:: Records provided ::
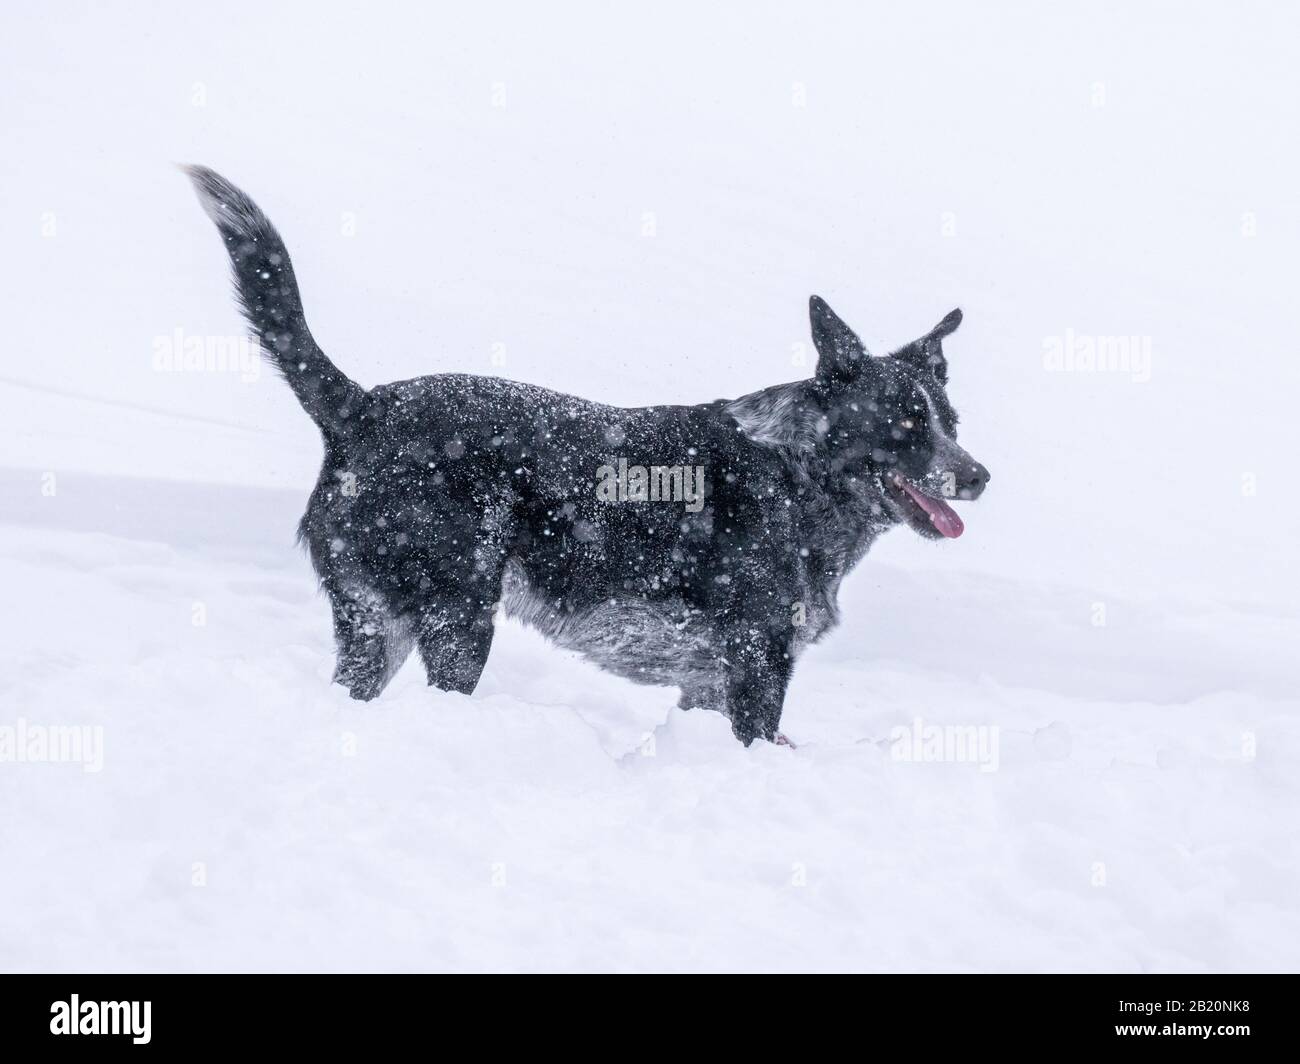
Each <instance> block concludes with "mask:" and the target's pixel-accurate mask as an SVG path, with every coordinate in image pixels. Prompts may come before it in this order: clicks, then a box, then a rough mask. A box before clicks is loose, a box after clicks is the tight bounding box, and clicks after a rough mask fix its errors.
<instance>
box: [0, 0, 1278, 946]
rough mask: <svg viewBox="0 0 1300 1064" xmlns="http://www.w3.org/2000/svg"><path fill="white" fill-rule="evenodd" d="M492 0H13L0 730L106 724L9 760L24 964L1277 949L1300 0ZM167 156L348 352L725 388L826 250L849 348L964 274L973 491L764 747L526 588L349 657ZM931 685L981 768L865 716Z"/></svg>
mask: <svg viewBox="0 0 1300 1064" xmlns="http://www.w3.org/2000/svg"><path fill="white" fill-rule="evenodd" d="M471 7H472V5H461V4H458V5H451V4H434V5H415V4H411V5H409V7H408V5H400V4H378V5H376V4H365V5H355V7H350V5H342V4H334V3H330V4H302V5H296V4H224V5H221V7H218V8H213V7H205V8H204V7H186V5H174V4H165V5H164V4H157V5H146V4H107V5H103V4H99V5H91V4H56V5H51V7H47V8H44V9H30V10H27V9H23V10H18V9H14V10H12V12H9V13H8V14H6V26H5V34H4V39H3V42H0V95H3V99H4V100H5V107H4V108H3V111H0V138H3V143H4V146H5V150H4V152H3V153H0V180H3V186H0V187H3V193H4V198H3V203H4V207H3V209H0V247H3V248H4V254H3V256H0V271H3V276H0V284H3V290H4V291H5V294H6V297H8V299H6V304H8V307H9V313H8V315H6V325H8V329H9V334H10V338H9V342H8V343H6V345H5V354H4V360H3V366H0V425H3V434H0V440H3V453H0V467H3V468H0V479H3V480H4V493H3V498H4V499H5V501H4V503H3V506H0V519H3V524H0V544H3V546H4V550H3V559H0V565H3V572H0V581H3V585H4V587H5V588H6V589H8V591H9V592H10V593H9V594H6V600H8V602H6V607H5V611H4V615H3V619H0V635H3V640H0V644H3V646H4V650H3V665H4V669H3V670H0V727H3V726H5V725H13V723H14V722H16V721H17V719H18V718H23V719H25V721H27V722H29V723H42V725H88V726H101V727H103V728H104V767H103V771H100V773H82V771H81V769H79V767H77V766H74V765H32V764H0V808H3V809H4V812H3V813H0V860H3V864H4V865H5V869H6V873H5V875H4V877H0V966H4V968H13V969H47V968H51V969H68V968H86V969H149V968H169V969H170V968H185V969H191V968H192V969H212V968H217V969H264V968H272V969H286V968H303V969H316V968H331V969H334V968H342V969H348V968H377V969H390V968H398V969H442V968H454V969H556V968H599V969H608V968H615V969H620V970H624V969H637V970H640V969H673V970H682V969H692V970H693V969H711V968H762V969H783V968H792V969H862V968H867V969H962V970H967V969H970V970H985V969H997V970H1006V969H1032V970H1060V969H1088V970H1096V969H1105V970H1148V969H1161V970H1165V969H1177V970H1204V969H1212V970H1218V969H1258V968H1268V969H1279V968H1291V969H1294V968H1295V966H1296V964H1297V960H1300V948H1297V946H1296V943H1297V942H1300V912H1297V904H1296V896H1297V877H1296V873H1297V866H1300V856H1297V845H1296V832H1295V823H1296V816H1297V813H1300V783H1297V782H1296V769H1297V756H1300V727H1297V725H1296V715H1295V714H1296V712H1297V709H1300V705H1297V700H1296V696H1295V680H1294V676H1295V667H1294V662H1292V659H1291V657H1292V653H1294V646H1295V645H1296V636H1297V635H1300V624H1297V623H1296V610H1295V601H1296V592H1297V587H1296V583H1297V581H1296V576H1295V568H1296V567H1295V562H1294V552H1295V542H1296V536H1297V533H1300V507H1297V505H1296V501H1295V493H1294V462H1295V455H1296V438H1295V437H1296V432H1295V416H1294V408H1295V393H1296V386H1297V384H1300V369H1297V354H1300V352H1297V350H1296V339H1295V334H1294V328H1292V326H1294V316H1295V313H1294V307H1295V299H1296V291H1297V281H1300V277H1297V269H1296V265H1295V263H1296V255H1295V248H1296V246H1297V238H1300V232H1297V230H1300V204H1297V196H1300V191H1297V190H1300V181H1297V177H1300V174H1297V152H1296V147H1295V130H1296V129H1297V127H1300V113H1297V112H1300V75H1297V74H1296V55H1295V52H1296V40H1297V31H1300V20H1297V18H1296V16H1295V13H1294V9H1292V8H1291V7H1290V5H1286V4H1281V3H1278V4H1258V5H1251V7H1249V8H1247V9H1240V8H1238V5H1230V4H1218V5H1214V4H1141V5H1131V4H1088V5H1083V7H1079V8H1076V9H1074V10H1073V12H1071V10H1057V9H1047V8H1044V7H1043V5H1034V4H997V5H993V7H992V8H989V7H988V5H982V7H979V8H974V7H970V5H939V4H935V5H924V4H922V5H906V7H898V5H885V4H848V3H844V4H806V3H801V4H781V5H757V4H733V5H698V4H680V5H679V4H653V5H645V7H640V8H638V7H633V5H619V7H617V8H612V7H611V5H599V4H590V5H578V4H564V5H558V7H559V9H542V8H539V7H538V5H525V4H493V5H486V7H481V8H477V7H474V8H473V9H471ZM555 7H556V5H546V8H555ZM502 104H503V105H502ZM174 161H194V163H204V164H208V165H212V166H214V168H216V169H218V170H221V172H222V173H224V174H225V176H227V177H229V178H231V180H233V181H235V182H237V183H239V185H240V186H243V187H244V189H247V190H248V191H250V193H251V194H252V195H253V196H255V198H256V199H257V200H259V203H260V204H261V207H263V208H264V209H265V211H266V212H268V213H269V215H270V217H272V219H273V220H274V221H276V224H277V225H278V228H279V230H281V233H282V234H283V235H285V239H286V242H287V245H289V248H290V251H291V254H292V255H294V261H295V265H296V271H298V277H299V282H300V285H302V289H303V295H304V300H305V304H307V311H308V320H309V323H311V325H312V330H313V333H315V334H316V337H317V339H318V341H320V343H321V345H322V347H324V349H325V350H326V351H328V352H329V354H330V356H331V358H333V359H334V360H335V362H337V363H338V364H339V366H341V368H343V369H344V371H346V372H348V373H350V375H351V376H354V377H355V379H356V380H359V381H360V382H361V384H364V385H373V384H378V382H382V381H389V380H395V379H402V377H411V376H417V375H421V373H432V372H445V371H459V372H480V373H499V375H503V376H510V377H513V379H519V380H525V381H532V382H536V384H542V385H547V386H551V388H556V389H560V390H565V392H573V393H578V394H582V395H585V397H589V398H594V399H601V401H604V402H612V403H619V405H629V406H632V405H650V403H688V402H706V401H711V399H715V398H719V397H724V395H725V397H731V395H737V394H742V393H745V392H749V390H753V389H755V388H759V386H762V385H764V384H774V382H777V381H783V380H790V379H796V377H800V376H805V375H806V373H807V367H806V366H803V367H801V366H798V364H796V359H797V358H798V352H800V350H801V347H800V345H802V350H805V351H807V350H810V345H809V337H807V323H806V302H807V297H809V294H810V293H814V291H816V293H819V294H822V295H823V297H826V298H827V299H828V300H829V302H831V304H832V306H833V307H835V308H836V310H837V311H839V312H840V313H841V315H842V316H844V317H845V319H846V320H848V321H849V323H850V324H853V325H854V326H855V328H857V329H858V330H859V333H861V334H862V337H863V338H865V339H866V341H867V343H868V346H870V347H871V349H872V350H874V351H875V352H878V354H884V352H887V351H889V350H891V349H892V347H893V346H900V345H901V343H904V342H906V341H909V339H911V338H913V337H915V336H918V334H919V333H922V332H924V330H927V329H928V328H930V326H931V325H933V324H935V323H936V321H937V320H939V319H940V317H941V316H943V315H944V313H946V312H948V311H949V310H950V308H952V307H954V306H959V307H962V310H963V311H965V315H966V319H965V324H963V325H962V328H961V329H959V330H958V333H957V334H956V336H954V337H952V338H950V339H949V341H948V343H946V345H945V346H946V351H948V354H949V359H950V368H952V384H950V394H952V397H953V399H954V401H956V403H957V406H958V408H959V410H961V412H962V416H963V421H962V432H961V440H962V442H963V445H965V446H967V447H969V449H970V450H971V451H972V453H974V454H975V455H976V457H979V458H980V459H982V460H983V462H984V463H985V464H987V466H988V467H989V468H991V470H992V472H993V481H992V484H991V486H989V490H988V493H987V494H985V497H984V498H983V499H982V501H980V502H979V503H976V505H970V506H966V507H963V510H962V515H963V518H965V519H966V524H967V532H966V535H965V536H963V537H962V539H961V540H958V541H956V542H944V544H939V545H935V544H930V542H923V541H920V540H919V539H917V537H915V536H911V535H910V533H909V532H907V531H905V529H904V531H896V532H893V533H891V535H889V536H888V537H885V539H884V540H883V541H881V542H880V544H878V545H876V548H875V549H874V552H872V554H871V555H870V557H868V558H867V561H866V562H865V563H863V565H862V567H861V568H859V570H858V571H857V572H855V575H854V576H853V578H850V580H849V581H848V583H846V585H845V589H844V594H842V606H844V624H842V627H841V628H840V630H839V631H837V632H836V633H835V635H833V636H831V637H829V639H828V640H827V641H826V643H824V644H823V645H822V646H820V648H816V649H814V650H813V652H811V653H809V654H807V656H806V658H805V659H803V661H802V662H801V666H800V670H798V674H797V676H796V680H794V683H793V685H792V689H790V695H789V698H788V701H787V712H785V719H784V722H783V727H784V730H785V731H787V732H788V734H790V735H792V738H793V739H794V740H796V741H798V743H800V744H801V745H800V748H798V749H797V751H793V752H792V751H789V749H775V748H754V749H750V751H744V749H741V748H740V747H738V745H736V744H735V743H733V740H732V739H731V735H729V731H728V728H727V725H725V722H724V721H722V719H720V718H718V717H712V715H701V714H694V715H681V714H677V713H676V712H675V710H672V709H671V706H672V705H673V702H675V692H671V691H656V689H650V688H633V687H630V685H628V684H624V683H621V682H619V680H615V679H612V678H608V676H603V675H602V674H598V672H597V671H595V670H593V669H591V667H589V666H586V665H582V663H580V662H576V661H573V659H571V658H569V657H567V656H565V654H563V653H560V652H559V650H555V649H552V648H549V646H546V645H545V644H542V643H541V640H538V639H537V637H536V636H533V635H532V633H528V632H524V631H521V630H519V628H516V627H513V626H504V627H503V628H502V631H500V633H499V635H498V640H497V645H495V648H494V656H493V659H491V661H490V662H489V667H487V672H486V674H485V678H484V683H482V685H481V688H480V691H478V692H477V693H476V696H474V697H473V698H463V697H460V696H451V695H442V693H439V692H435V691H426V689H425V687H424V680H422V676H421V675H420V671H419V669H417V667H416V666H415V665H412V666H408V669H407V670H406V671H404V672H403V674H402V675H400V676H399V678H398V679H396V680H395V682H394V684H393V687H390V689H389V692H386V693H385V696H383V697H382V698H381V700H380V701H377V702H373V704H369V705H364V706H361V705H356V704H352V702H350V701H348V700H347V697H346V695H344V692H342V691H341V689H339V688H337V687H330V685H329V672H330V669H331V659H330V658H331V648H330V632H329V615H328V609H326V605H325V602H324V600H321V598H320V597H318V596H316V594H315V593H313V583H312V575H311V572H309V568H308V566H307V562H305V559H304V558H303V555H302V554H300V553H298V552H296V550H295V548H294V545H292V531H294V524H295V522H296V518H298V515H299V514H300V511H302V506H303V502H304V499H305V496H307V492H308V490H309V485H311V483H312V479H313V477H315V473H316V468H317V464H318V459H320V450H318V441H317V436H316V431H315V428H313V427H312V424H311V421H309V420H308V419H307V418H305V416H304V415H303V414H302V411H300V410H299V408H298V406H296V403H295V401H294V398H292V395H291V393H290V392H289V390H287V388H285V386H283V384H281V382H279V381H278V380H277V379H276V377H274V375H273V373H272V372H270V371H269V369H266V371H264V372H263V373H261V376H260V379H259V380H257V381H255V382H251V384H250V382H243V381H240V380H239V377H238V376H235V375H229V373H227V375H221V373H160V372H156V371H155V368H153V366H152V359H153V350H155V338H156V337H160V336H169V334H172V333H173V330H175V329H182V330H185V333H187V334H200V336H201V334H233V333H238V332H240V329H242V326H240V324H239V319H238V316H237V313H235V311H234V304H233V300H231V299H230V295H229V282H227V265H226V261H225V255H224V251H222V247H221V243H220V241H218V238H217V237H216V234H214V233H213V230H212V226H211V224H209V222H208V220H207V219H205V217H204V216H203V213H201V211H200V209H199V208H198V206H196V203H195V200H194V196H192V193H191V191H190V189H188V187H187V183H186V181H185V180H183V178H182V176H181V174H179V173H178V172H177V170H175V169H173V168H172V165H170V164H172V163H174ZM647 222H653V225H651V226H650V228H651V229H653V233H651V234H647V232H646V229H647ZM1067 330H1073V332H1074V333H1076V334H1089V336H1114V334H1118V336H1130V334H1136V336H1141V337H1149V338H1151V345H1152V367H1151V380H1149V381H1145V382H1138V381H1134V380H1132V376H1131V375H1126V373H1056V372H1048V371H1047V369H1045V368H1044V351H1045V345H1047V343H1048V342H1049V338H1050V337H1058V336H1065V333H1066V332H1067ZM494 350H495V351H497V352H502V351H503V352H504V358H503V362H500V359H498V362H499V363H500V364H498V363H497V362H494V360H493V352H494ZM51 472H52V473H55V475H56V483H57V490H56V493H55V494H53V496H52V497H51V496H48V494H43V493H42V485H43V484H45V483H48V480H43V475H44V473H51ZM196 602H198V604H201V605H203V611H204V614H205V624H201V626H195V624H194V623H192V618H194V607H195V604H196ZM1099 606H1101V607H1102V610H1104V619H1105V624H1100V626H1099V624H1097V623H1096V619H1097V617H1099V611H1097V607H1099ZM918 715H919V717H922V718H923V719H924V721H927V722H933V723H952V725H979V726H985V727H997V728H1000V735H1001V752H1000V767H998V771H997V773H979V771H978V770H976V769H975V767H974V766H971V765H959V764H940V765H915V764H906V762H900V761H897V760H894V758H893V757H891V748H889V741H888V740H889V732H891V728H892V727H894V726H898V725H906V723H909V722H911V721H913V719H914V718H915V717H918ZM646 735H653V736H654V744H653V749H654V756H653V757H646V756H642V748H645V747H646V740H645V738H643V736H646ZM196 866H199V868H200V870H199V871H196V870H195V869H196ZM1099 869H1101V871H1100V873H1099ZM195 879H199V881H203V882H204V883H205V886H195V884H194V882H195ZM1099 881H1100V882H1101V884H1099Z"/></svg>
:::
* [Task item]:
If a line of the listing above holds the string "instance", copy it.

* [Answer for the task]:
Each <instance> block concludes with "mask:" and the target's pixel-accurate mask as an SVG path, with every coordinate in image pixels. Prompts may come before it in this order: clicks, then a box, then a rough mask. A box before clicks is loose, a box after clicks is the tight bounding box, and clicks after a rough mask fix its errors.
<instance>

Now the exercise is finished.